* START *
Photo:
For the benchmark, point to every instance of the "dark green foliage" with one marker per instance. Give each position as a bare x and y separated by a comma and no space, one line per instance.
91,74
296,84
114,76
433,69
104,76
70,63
* END *
PROBLEM STATEMENT:
Render every line of the rows above as a numbered list, omitting blank lines.

EXERCISE RESPONSE:
1. Photo:
2. For the benchmark, point to every instance of the "dark green foliage" with one marker per instance. Give each position as a bare x and y separated by a comma and no space, one line per instance.
3. 91,74
4. 296,84
5. 114,76
6. 433,69
7. 104,76
8. 70,63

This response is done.